= Listed entries =
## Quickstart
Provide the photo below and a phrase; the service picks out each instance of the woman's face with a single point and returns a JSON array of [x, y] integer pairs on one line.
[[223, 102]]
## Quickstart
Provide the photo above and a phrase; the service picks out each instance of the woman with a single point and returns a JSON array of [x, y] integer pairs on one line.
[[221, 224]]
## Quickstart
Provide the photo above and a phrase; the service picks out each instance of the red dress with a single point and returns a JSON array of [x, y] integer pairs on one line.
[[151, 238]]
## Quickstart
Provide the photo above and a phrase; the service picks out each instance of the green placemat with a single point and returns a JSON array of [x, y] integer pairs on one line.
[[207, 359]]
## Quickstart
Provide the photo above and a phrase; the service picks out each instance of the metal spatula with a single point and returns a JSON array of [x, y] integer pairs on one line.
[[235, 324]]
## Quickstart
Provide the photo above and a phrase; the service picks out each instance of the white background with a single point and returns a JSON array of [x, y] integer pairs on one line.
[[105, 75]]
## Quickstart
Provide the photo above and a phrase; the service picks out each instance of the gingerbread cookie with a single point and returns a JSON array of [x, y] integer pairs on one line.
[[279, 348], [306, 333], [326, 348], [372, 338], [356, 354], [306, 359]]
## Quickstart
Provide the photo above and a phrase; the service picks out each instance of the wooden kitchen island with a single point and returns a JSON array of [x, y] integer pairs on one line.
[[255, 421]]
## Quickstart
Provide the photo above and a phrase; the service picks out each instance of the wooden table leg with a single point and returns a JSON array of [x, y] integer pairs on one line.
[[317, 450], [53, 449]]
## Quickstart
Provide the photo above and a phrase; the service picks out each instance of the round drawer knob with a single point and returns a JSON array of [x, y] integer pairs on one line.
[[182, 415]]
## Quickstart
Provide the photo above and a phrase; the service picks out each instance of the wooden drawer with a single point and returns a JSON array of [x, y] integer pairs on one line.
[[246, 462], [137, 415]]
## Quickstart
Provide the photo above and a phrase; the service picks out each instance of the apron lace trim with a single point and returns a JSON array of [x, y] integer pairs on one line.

= Aim of the exercise =
For every line in the material, write out an exact copy.

= Written solution =
## Quickstart
Provide the photo below and a phrase; the service picks out each instance of the woman's face with a single point and returns a JSON array of [x, y] integer pairs on one line.
[[223, 102]]
## Quickstart
Provide the photo above and a phrase; the service picks out each instance of the woman with a single point and returns a JSON array of [x, y] integer pairs on one line.
[[221, 224]]
## Quickstart
Provide the photo above and a phrase; the service picks out each instance of the red dress with a single point and returns a JSON array of [x, y] integer pairs on one line.
[[151, 238]]
## Quickstart
Provide the photo above and a phrase; the service picks out each instance of the green placemat with a single point and returns a JSON array of [x, y] integer pairs on one line.
[[207, 359]]
## Quickstart
Provide the photo above and a phrase; the service picks out each instance of the metal spatula with a single point and returns a JSON array of [x, y] integer pairs on one line.
[[235, 324]]
## Quickstart
Provide the photo above and a phrase; the service picks out each instance of the white background with a single point and returns a JSON array of [x, y] integer pairs on one line.
[[105, 75]]
## Quickstart
Provide the photo above and a phrase; the service picks out each instance of the gingerbread cookie with a single point and returns a JSON array of [x, y] integer pairs on one line.
[[279, 348], [306, 333], [326, 348], [372, 338], [356, 354], [306, 359]]
## Quickstart
Provide the photo above and a phrase; the service picks out each instance of the wooden kitchen island with a single point and returns a JSON array of [x, y] integer pairs on one line.
[[255, 421]]
## Quickstart
Provide the photo above and a phrase; the service picks out each instance of the wooden table leg with a single point and returns a JSON array of [x, y] integer pairs on one line.
[[317, 450], [53, 449]]
## Quickstart
Provide the photo above and a phrase; the service picks out each instance of the round drawer knob with a single point and returns a JSON array of [x, y] integer pairs on one line.
[[182, 415]]
## Quickstart
Provide the photo above and a phrase; the service picks out each instance of the wooden drawer with a single point and returns a JSON array of [x, y] integer pairs on one line.
[[246, 462], [137, 415]]
## Quickstart
Provide the photo above and a phrase; the service picks out each instance of the apron lace trim with a single point and returns a JSON array of [x, y] integer pairs on one line.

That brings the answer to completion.